_Excerpt to read_:

□ □ □

West Peak Iron Limited
Page | 13

DIRECTORS' REPORT (continued)

Review of Operations (continued)

Western Australia

West Peak has divested the majority of its Western Australian assets upon a review of the projects immediate potential and ongoing costs associated with keeping them in good standing and the company's decision to focus its exploration attention on the Liberian projects. The tenement holding has been reduced to 10 tenements as at 4 September 2013.

During the year West Peak carried out a moderate drill program consisting of 1,132m of RC drilling at the Highway prospect, which is in the Paynes Find project. The program targeted DSO iron mineralisation at the Highway prospect following up a field mapping and rock chip sampling program where returned samples assayed 60+ Fe. Iron formation was intercepted which showed varying degrees of supergene enrichment, but no significant DSO mineralisation was identified.

img-13.jpeg
Figure 12. Western Australian land holding

Pinyalling Project

The Pinyalling Project is located approximately 420 km northeast of Perth and 50 km northwest of Paynes Find (Figure 12) covering parts of the Warriedar greenstone belt which hosts significant iron ore deposits. Within the Pinyalling project is the Thundelarra prospect, which contains three magnetite-bearing BIFs ranging in width from 5 to 30m, that outcrop over a strike length of approximately 3 km with grades ranging 29% to 35% iron. The aeromagnetic data indicate approximately 7.5 km of potential BIF within the tenement area. Based on the field mapping results, further assessment of the geophysical data is required to delineate an iron ore target of suitable size to warrant drill testing.

□ □ □

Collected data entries

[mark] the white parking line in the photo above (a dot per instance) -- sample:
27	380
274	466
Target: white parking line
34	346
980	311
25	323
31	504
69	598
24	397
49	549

□ □ □

_Assignment 1_: Reproduce verbatim the part of the West Peak Iron operations review between "West Peak Iron" and "4 September 2013.", inclusive.
_Assignment 2_: For each statement, answer yes or no according to the West Peak Iron operations review, and quote the words from it that settle the answer: (a) The Highway prospect belongs to the Paynes Find project. (b) The drilling at the Highway prospect found significant DSO mineralization. (c) The Pinyalling Project lies about 50 km northwest of Paynes Find.
_Assignment 3_: Continue the West Peak Iron operations review from its last sentence.
The listing has no connection to the West Peak Iron operations review.

_Task response 1_:
West Peak Iron Limited
Page | 13

DIRECTORS' REPORT (continued)

Review of Operations (continued)

Western Australia

West Peak has divested the majority of its Western Australian assets upon a review of the projects immediate potential and ongoing costs associated with keeping them in good standing and the company's decision to focus its exploration attention on the Liberian projects. The tenement holding has been reduced to 10 tenements as at 4 September 2013.

_Task response 2_:
(a) Yes: "the Highway prospect, which is in the Paynes Find project"
(b) No: "no significant DSO mineralisation was identified"
(c) Yes: "50 km northwest of Paynes Find"

_Task response 3_:
No work was conducted on the prospect during the reporting period.


West Peak Iron Limited
Page | 14

DIRECTORS' REPORT (continued)

Review of Operations (continued)

Kirkalocka Project

The Kirkalocka Project is located approximately 70 km south of Mount Magnet on the Great Northern Highway and consists of two granted tenements for 260 km². The project covers part of the Wydgee greenstone belt that comprises a complex sequence of volcanic rocks, banded iron formation and sediments flanked by granites.

Previous work has consisted of the compilation and review of open-file data to assess the project's potential for iron ore, gold and base metal mineralisation. Included in this review was the identification of heritage sites and which resulted in the withdrawal of five licence applications. A field reconnaissance visit was conducted at the project area with no significant surface iron enrichment encountered and as such future exploration at the Kirkalocka project will be focused on its gold and base metal potential.

Narndee Project

The Narndee Project is located approximately 65 km northeast of Paynes Find, which is 420 km from Perth via the Great Northern Highway, in the Murchison region of Western Australia. The physiology of the project area consists of small topographic highs surrounded by residual colluviums and alluvium.

The project occurs in the Narndee Complex which is a layered intrusive that has intruded greenstone belts. The complex is approximately 40 km long well layered mafic and ultramafic rocks and is considered to be divided into two distinct layered sequences; Narndee Complex North and Narndee Complex South. The Narndee Complex North has been identified to contain a greater proportion of ultramafics. These layers are concentric in nature with dips of 40-70° directed inwards of the intrusive. The greenstone sequence consists of poorly outcropping felsic to intermediate volcanics with interlayered metasediments and BIF.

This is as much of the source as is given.